* Problem:
Count the lines in the entries below that contain the string "bottle". Give only that number.

(Coordinate annotation entries)
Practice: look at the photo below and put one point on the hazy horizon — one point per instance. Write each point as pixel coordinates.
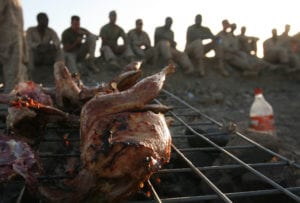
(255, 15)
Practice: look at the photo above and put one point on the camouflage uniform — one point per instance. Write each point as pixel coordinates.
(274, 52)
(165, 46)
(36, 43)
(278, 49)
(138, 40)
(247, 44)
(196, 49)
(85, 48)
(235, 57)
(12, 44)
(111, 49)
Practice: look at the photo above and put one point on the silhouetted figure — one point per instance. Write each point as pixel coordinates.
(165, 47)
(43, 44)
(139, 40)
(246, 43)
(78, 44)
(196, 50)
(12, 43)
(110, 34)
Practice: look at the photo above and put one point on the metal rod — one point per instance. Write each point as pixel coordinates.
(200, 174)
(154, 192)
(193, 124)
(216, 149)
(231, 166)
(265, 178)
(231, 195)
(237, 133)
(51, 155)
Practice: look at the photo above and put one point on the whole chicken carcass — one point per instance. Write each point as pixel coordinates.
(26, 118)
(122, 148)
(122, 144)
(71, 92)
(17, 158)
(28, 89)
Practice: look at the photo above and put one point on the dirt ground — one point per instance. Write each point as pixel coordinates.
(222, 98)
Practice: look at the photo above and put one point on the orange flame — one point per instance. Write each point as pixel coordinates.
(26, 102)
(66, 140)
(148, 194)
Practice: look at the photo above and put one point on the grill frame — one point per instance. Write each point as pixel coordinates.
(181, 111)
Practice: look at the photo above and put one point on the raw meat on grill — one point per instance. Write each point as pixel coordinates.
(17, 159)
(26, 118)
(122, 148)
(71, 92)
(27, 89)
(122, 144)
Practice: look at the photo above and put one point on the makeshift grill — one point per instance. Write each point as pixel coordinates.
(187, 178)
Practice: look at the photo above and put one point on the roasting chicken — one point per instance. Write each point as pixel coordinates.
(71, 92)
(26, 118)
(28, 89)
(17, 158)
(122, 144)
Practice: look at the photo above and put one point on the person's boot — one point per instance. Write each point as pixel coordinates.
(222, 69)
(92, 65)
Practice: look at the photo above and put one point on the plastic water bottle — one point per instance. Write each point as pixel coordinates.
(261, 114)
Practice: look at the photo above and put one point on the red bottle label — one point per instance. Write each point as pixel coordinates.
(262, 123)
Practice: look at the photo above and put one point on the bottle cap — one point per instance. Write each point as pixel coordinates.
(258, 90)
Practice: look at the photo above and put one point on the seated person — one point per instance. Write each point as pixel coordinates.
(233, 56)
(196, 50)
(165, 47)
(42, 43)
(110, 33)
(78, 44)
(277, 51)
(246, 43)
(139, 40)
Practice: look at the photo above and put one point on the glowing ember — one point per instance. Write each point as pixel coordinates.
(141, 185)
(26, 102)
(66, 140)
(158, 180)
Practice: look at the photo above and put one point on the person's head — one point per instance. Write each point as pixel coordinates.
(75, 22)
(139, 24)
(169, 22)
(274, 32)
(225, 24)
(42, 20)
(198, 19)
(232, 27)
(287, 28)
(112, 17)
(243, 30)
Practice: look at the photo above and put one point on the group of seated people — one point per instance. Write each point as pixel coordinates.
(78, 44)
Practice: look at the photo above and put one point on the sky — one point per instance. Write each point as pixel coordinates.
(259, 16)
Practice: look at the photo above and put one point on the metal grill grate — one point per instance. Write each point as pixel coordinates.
--
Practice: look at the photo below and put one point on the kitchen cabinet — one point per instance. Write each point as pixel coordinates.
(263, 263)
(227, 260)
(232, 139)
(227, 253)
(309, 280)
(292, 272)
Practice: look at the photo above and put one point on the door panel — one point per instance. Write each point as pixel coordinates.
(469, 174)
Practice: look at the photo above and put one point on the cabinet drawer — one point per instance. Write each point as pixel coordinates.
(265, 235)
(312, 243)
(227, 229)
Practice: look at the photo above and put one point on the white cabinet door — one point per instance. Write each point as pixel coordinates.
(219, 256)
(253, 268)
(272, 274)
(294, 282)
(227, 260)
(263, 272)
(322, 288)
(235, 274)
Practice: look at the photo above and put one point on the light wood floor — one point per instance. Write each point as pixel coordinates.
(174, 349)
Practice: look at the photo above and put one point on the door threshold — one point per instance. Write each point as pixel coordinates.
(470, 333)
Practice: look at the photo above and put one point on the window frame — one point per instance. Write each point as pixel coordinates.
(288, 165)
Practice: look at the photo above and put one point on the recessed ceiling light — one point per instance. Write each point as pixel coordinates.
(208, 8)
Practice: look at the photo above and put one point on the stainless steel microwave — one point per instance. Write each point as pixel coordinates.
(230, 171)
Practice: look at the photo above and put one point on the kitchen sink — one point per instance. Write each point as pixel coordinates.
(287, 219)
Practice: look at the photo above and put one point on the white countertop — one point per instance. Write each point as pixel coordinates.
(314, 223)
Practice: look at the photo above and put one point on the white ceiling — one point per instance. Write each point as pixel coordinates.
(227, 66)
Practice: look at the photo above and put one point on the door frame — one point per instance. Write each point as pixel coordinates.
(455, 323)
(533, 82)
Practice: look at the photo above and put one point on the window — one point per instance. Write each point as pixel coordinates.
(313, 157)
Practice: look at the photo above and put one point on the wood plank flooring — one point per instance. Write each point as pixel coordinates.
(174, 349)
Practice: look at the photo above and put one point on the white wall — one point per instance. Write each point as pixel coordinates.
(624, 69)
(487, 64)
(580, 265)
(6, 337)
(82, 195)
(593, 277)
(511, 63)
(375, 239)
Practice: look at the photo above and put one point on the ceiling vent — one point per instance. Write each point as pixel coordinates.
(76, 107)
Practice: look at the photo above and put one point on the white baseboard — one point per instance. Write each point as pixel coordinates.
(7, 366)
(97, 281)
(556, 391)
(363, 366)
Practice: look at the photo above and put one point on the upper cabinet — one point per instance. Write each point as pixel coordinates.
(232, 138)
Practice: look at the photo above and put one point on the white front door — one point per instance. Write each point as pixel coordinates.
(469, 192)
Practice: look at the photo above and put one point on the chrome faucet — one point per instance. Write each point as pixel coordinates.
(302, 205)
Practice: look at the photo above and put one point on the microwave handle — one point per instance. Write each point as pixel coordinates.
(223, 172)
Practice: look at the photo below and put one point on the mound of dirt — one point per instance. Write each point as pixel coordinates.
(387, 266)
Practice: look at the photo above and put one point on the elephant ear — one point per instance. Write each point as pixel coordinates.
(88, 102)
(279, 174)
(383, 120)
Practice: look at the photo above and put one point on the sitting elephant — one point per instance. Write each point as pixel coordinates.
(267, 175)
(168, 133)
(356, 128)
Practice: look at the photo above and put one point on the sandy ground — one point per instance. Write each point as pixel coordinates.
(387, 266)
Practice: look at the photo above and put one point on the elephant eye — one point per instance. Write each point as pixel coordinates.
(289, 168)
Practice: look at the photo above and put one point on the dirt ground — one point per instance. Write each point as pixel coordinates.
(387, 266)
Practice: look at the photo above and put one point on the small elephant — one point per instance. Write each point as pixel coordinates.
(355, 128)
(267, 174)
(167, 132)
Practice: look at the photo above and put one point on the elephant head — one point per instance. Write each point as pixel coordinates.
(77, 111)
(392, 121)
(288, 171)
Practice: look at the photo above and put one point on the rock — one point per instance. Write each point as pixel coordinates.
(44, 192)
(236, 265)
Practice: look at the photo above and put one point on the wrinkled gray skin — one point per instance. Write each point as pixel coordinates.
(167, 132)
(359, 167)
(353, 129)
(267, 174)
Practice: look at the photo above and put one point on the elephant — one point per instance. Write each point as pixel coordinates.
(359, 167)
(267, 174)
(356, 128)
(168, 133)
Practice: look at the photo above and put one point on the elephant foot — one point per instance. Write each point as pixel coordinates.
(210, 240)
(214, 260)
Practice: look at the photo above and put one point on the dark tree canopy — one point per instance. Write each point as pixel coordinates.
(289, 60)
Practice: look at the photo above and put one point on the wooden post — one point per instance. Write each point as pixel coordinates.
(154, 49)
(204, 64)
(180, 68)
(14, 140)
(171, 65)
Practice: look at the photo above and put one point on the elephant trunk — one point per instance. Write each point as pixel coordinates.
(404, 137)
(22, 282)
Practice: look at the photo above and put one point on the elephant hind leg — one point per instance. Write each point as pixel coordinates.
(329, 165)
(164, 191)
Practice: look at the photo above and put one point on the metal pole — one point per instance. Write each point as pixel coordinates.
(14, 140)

* Task solution:
3